### Instructions for the task
From the top of the records below down to the line containing "Target: ornate lamp post", reproduce every line exactly.

### Material for the task
+++

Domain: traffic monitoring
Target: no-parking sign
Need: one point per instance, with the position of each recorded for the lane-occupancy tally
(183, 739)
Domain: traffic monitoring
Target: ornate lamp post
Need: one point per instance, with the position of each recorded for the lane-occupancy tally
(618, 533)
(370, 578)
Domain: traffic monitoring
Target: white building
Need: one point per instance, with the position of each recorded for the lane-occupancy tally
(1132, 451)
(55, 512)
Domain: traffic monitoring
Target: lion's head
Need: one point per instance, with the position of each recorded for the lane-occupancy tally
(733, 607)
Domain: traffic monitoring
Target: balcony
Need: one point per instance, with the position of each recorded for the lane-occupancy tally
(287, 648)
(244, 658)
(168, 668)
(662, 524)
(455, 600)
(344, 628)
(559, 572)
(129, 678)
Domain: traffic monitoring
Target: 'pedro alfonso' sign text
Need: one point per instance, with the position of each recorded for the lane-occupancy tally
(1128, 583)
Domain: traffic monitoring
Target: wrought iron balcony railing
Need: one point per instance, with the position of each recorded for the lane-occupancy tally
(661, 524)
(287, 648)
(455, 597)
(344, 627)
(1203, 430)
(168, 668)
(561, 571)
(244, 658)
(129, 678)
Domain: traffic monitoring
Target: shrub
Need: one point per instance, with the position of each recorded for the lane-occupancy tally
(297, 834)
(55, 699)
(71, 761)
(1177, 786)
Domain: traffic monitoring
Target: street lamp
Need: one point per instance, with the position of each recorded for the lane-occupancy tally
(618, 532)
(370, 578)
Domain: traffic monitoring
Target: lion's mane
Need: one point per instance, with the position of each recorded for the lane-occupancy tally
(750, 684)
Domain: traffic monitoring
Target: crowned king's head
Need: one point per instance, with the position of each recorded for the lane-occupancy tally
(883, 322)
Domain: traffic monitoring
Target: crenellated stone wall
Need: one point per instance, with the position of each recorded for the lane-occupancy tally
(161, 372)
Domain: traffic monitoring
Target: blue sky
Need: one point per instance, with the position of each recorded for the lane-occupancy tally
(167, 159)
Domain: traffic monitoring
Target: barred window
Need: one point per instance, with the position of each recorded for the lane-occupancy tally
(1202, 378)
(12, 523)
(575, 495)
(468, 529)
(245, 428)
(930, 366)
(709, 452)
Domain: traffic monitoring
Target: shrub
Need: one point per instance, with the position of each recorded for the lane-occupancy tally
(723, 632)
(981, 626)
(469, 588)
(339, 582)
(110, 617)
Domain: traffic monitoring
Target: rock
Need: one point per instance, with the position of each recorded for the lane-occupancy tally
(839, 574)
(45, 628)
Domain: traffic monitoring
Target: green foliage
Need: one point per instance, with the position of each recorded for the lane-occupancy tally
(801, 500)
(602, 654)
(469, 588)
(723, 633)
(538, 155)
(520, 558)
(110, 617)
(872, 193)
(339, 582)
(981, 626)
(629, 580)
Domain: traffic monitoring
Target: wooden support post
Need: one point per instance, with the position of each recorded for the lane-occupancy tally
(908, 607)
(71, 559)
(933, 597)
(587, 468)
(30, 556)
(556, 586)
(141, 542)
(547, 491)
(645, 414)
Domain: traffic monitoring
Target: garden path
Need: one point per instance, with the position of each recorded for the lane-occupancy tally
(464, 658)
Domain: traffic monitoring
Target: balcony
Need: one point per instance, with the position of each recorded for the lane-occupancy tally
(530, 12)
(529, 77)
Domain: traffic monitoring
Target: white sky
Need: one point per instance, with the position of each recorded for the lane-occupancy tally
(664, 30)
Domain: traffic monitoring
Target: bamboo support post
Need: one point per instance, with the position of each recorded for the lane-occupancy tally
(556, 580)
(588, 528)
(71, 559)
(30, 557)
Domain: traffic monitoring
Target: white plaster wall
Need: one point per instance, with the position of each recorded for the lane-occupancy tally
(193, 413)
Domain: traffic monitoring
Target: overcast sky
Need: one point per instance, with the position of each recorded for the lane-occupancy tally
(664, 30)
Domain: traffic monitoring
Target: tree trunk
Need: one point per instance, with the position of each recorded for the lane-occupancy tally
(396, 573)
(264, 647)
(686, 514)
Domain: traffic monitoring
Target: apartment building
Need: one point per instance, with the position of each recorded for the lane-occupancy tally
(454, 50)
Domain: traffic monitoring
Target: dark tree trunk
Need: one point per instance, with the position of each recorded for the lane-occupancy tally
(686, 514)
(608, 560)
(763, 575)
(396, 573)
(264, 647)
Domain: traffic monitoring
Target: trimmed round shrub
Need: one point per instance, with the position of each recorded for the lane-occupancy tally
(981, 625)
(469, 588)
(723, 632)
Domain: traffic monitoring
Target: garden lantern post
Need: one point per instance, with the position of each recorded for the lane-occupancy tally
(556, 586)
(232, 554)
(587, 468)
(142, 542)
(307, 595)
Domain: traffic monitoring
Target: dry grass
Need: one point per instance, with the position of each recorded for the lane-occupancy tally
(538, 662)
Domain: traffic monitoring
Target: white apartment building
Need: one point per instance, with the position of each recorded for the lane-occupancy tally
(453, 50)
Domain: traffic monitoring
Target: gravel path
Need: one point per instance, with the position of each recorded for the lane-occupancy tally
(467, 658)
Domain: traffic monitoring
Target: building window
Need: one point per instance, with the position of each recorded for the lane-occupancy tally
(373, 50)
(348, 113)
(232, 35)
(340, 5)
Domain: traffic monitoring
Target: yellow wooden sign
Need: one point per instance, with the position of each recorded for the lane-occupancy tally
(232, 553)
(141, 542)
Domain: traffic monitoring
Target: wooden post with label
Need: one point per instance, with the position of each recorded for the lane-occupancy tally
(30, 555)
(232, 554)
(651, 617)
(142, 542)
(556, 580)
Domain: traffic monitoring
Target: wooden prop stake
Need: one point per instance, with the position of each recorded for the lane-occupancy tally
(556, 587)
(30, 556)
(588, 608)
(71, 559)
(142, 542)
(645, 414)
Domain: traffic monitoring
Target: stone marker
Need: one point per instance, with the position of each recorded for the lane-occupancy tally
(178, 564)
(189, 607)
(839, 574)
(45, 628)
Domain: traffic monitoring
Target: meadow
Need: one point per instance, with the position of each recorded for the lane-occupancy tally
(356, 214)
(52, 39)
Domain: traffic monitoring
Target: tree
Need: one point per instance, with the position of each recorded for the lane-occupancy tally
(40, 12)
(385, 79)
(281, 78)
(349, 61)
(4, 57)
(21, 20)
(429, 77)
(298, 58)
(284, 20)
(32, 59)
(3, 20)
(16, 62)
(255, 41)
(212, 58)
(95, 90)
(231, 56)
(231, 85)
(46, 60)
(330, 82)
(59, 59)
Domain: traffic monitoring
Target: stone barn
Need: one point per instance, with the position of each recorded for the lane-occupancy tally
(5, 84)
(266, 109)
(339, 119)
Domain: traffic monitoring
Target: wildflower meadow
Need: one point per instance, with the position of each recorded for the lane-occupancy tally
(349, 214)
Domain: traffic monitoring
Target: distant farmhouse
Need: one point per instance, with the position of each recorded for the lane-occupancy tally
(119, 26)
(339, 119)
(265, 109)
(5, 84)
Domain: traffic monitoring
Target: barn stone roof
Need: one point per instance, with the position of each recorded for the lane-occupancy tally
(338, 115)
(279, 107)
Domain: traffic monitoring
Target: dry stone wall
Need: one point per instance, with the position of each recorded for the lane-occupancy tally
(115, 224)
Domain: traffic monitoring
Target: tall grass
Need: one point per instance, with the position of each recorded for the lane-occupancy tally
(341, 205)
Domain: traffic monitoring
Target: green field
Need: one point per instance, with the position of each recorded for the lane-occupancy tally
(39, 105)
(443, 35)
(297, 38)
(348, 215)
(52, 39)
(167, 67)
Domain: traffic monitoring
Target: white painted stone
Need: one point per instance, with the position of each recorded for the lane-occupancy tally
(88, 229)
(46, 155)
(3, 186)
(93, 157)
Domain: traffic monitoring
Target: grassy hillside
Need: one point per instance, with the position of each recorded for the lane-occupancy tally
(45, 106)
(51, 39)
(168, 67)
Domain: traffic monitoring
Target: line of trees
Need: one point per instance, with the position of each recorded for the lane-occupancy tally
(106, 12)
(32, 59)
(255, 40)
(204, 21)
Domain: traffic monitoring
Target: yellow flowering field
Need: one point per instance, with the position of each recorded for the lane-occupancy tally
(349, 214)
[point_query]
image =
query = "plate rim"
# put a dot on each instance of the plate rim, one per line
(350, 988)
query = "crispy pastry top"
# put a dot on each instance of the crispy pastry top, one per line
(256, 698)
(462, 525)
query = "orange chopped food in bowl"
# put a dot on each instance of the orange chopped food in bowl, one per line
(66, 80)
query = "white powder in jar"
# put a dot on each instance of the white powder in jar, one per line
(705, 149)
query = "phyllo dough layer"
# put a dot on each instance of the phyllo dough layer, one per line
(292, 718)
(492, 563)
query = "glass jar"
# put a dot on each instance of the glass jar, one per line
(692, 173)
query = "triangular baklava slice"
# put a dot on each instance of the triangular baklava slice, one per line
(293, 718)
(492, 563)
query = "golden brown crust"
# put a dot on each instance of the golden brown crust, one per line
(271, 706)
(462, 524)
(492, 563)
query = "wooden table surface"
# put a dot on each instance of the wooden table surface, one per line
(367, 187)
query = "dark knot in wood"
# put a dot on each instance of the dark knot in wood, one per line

+++

### Exercise output
Domain: traffic monitoring
Target: no-parking sign
Need: one point per instance, with the position of each recorded for the lane-occupancy tally
(183, 739)
Domain: traffic monitoring
Target: ornate lamp post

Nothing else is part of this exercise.